**What is asked**
Reproduce every line of the records below, requests included, and scale each point coordinate in the answers by 2.2, rounding to whole numbers with halves rounded up. Leave the numbers in the requests and their sample shapes unchanged, and omit the pictures.

**Supplied material**
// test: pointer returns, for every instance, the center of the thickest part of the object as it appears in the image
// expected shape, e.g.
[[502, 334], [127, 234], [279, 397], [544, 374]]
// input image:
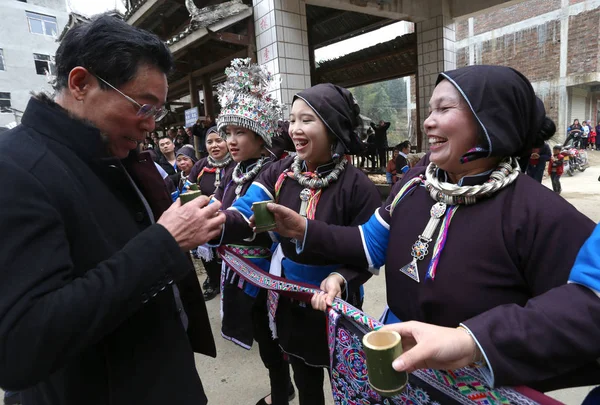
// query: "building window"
[[42, 24], [5, 103], [43, 64]]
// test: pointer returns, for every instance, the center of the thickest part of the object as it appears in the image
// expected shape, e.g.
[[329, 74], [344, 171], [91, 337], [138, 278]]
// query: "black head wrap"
[[505, 106], [338, 110], [213, 129]]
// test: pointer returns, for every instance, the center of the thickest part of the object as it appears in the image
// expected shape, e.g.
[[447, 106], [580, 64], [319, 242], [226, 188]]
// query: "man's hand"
[[289, 223], [332, 287], [430, 346], [194, 223]]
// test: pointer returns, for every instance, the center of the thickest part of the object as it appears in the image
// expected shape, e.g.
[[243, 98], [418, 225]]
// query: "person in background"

**Response to this exercise**
// test: pointer returns, for every instance, the center of the thickest part of the object as it appears in the image
// expected shape, e.g.
[[502, 334], [127, 234], [279, 397], [544, 374]]
// input image:
// query: "building window"
[[92, 53], [11, 227], [95, 141]]
// test: pointer returns, for every instance, the center of the thickest part of the object as it appears in the image
// expected shape, e.g.
[[329, 74], [344, 171], [91, 337], [138, 278]]
// query: "black head wrap"
[[1111, 233], [744, 242], [469, 284]]
// test: pointer returns, for every instance, the center of the thickest part of the object as it appears in the image
// expected shape, e.g.
[[447, 106], [580, 64], [319, 242], [226, 188]]
// query: "man's hand"
[[636, 491], [730, 631], [946, 761], [427, 491]]
// test: pointer returns, for every instance, the center of the thickest part of the object as it appears in the image
// expected shape, e.g.
[[243, 98], [418, 225]]
// query: "person in background"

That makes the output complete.